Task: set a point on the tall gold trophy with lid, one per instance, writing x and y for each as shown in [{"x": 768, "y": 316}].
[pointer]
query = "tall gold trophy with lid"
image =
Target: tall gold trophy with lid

■ WRITTEN REQUEST: Retype all the material above precisely, with no line left out.

■ COMPLETED EXERCISE:
Task: set a point on the tall gold trophy with lid, one per instance, writing x and y for each as shown in [{"x": 768, "y": 316}].
[pointer]
query = "tall gold trophy with lid"
image =
Target: tall gold trophy with lid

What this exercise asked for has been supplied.